## WORK TO BE COMPLETED
Below are the records; retype them exactly and omit each picture.
*** Opening DATASET EXCERPTS ***
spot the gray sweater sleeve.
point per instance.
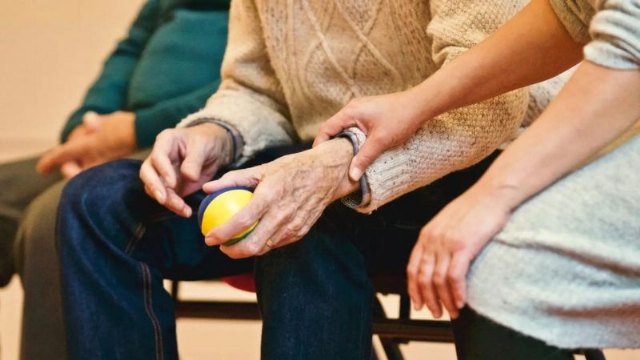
(609, 28)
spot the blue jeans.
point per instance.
(116, 245)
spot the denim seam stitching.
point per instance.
(146, 277)
(133, 242)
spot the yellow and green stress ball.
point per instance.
(218, 207)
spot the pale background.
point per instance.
(50, 51)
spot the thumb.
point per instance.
(91, 120)
(191, 167)
(368, 153)
(334, 126)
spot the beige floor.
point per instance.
(51, 50)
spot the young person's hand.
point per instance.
(100, 138)
(387, 120)
(182, 160)
(290, 195)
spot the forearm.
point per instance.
(595, 107)
(531, 47)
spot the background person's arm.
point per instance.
(598, 104)
(455, 139)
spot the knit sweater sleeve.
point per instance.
(615, 34)
(250, 97)
(610, 30)
(459, 138)
(108, 93)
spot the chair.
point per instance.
(392, 331)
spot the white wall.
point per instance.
(50, 51)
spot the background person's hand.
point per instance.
(99, 139)
(182, 160)
(90, 123)
(446, 246)
(387, 120)
(290, 195)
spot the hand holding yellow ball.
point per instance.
(218, 207)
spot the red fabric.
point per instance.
(243, 282)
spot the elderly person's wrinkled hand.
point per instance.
(290, 195)
(387, 120)
(99, 139)
(182, 160)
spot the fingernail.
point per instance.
(355, 174)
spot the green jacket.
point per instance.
(166, 67)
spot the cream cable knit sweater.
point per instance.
(290, 65)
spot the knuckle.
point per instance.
(438, 278)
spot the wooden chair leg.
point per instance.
(390, 345)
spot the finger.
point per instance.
(193, 162)
(368, 153)
(69, 151)
(246, 177)
(70, 169)
(413, 268)
(152, 182)
(332, 127)
(241, 221)
(440, 280)
(163, 166)
(91, 120)
(425, 282)
(457, 278)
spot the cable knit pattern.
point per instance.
(573, 278)
(290, 65)
(608, 27)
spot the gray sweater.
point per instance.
(566, 268)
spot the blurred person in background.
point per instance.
(165, 68)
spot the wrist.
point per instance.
(504, 195)
(224, 141)
(338, 153)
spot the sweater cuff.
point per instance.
(575, 17)
(362, 197)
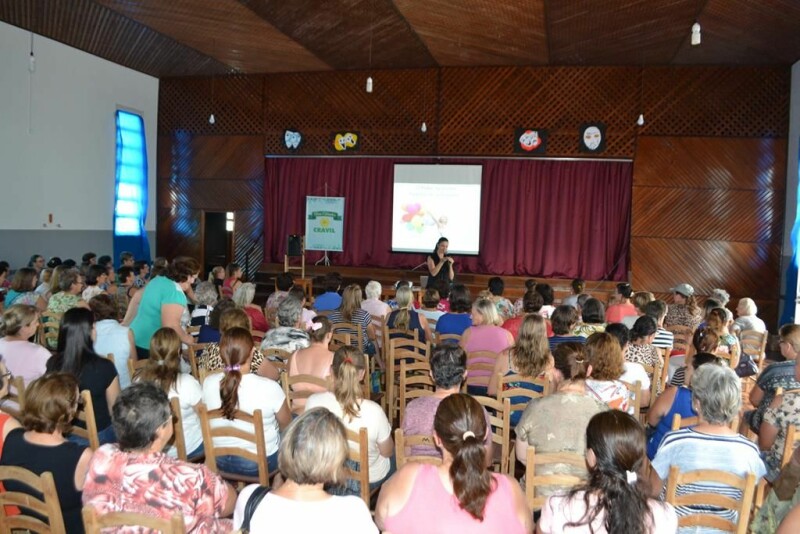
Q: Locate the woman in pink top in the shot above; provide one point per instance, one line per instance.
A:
*** Closing DATASET EXCERPTS ***
## WRITTEN ANSWER
spot the gray sweater sleeve.
point per instance.
(609, 28)
spot the blue jeans.
point per instance.
(116, 245)
spot the denim seam stitching.
point per instance.
(146, 277)
(133, 242)
spot the yellow and green stress ball.
point per instance.
(218, 207)
spot the pale background.
point per instance.
(50, 51)
spot the thumb.
point per instance.
(91, 120)
(191, 167)
(368, 153)
(334, 126)
spot the beige floor.
point per instance.
(51, 50)
spot the young person's hand.
point per instance.
(100, 138)
(387, 120)
(182, 160)
(290, 195)
spot the forearm.
point per instance.
(595, 107)
(531, 47)
spot the background person's arm.
point per instance.
(598, 104)
(455, 139)
spot the knit sweater sleeve.
point per instance.
(615, 34)
(250, 97)
(610, 30)
(459, 138)
(108, 93)
spot the chair.
point per instance.
(392, 331)
spot the white wall.
point per instance.
(50, 51)
spot the background person's hand.
point per instance.
(99, 139)
(182, 160)
(90, 123)
(446, 246)
(387, 120)
(290, 195)
spot the hand holding yellow ball.
point per instance.
(218, 207)
spot the red fabric.
point per instance.
(243, 282)
spot the elderly person's wrinkled hand.
point per instance.
(290, 195)
(387, 120)
(99, 139)
(182, 160)
spot the fingernail.
point per instance.
(355, 174)
spot the green jacket.
point per instance.
(166, 67)
spot the cream cable knit sweater.
point per instance.
(290, 65)
spot the knuckle.
point per instance.
(438, 278)
spot the wooden chair leg.
point per instance.
(390, 345)
spot the finger.
point per instance.
(193, 162)
(368, 153)
(69, 151)
(246, 177)
(70, 169)
(413, 268)
(152, 182)
(332, 127)
(241, 221)
(440, 280)
(163, 166)
(91, 120)
(425, 282)
(457, 278)
spot the cable knit pattern.
point per instance.
(573, 278)
(290, 65)
(608, 27)
spot the gray sweater.
point per instance.
(566, 268)
spot the blurred person in background.
point per instance.
(165, 68)
spot the wrist.
point per instance.
(504, 195)
(224, 141)
(338, 153)
spot the sweater cuff.
point per instance.
(575, 17)
(362, 197)
Q: Locate the woman in pink top in the shot above; provide one point per instance, one line per instance.
A:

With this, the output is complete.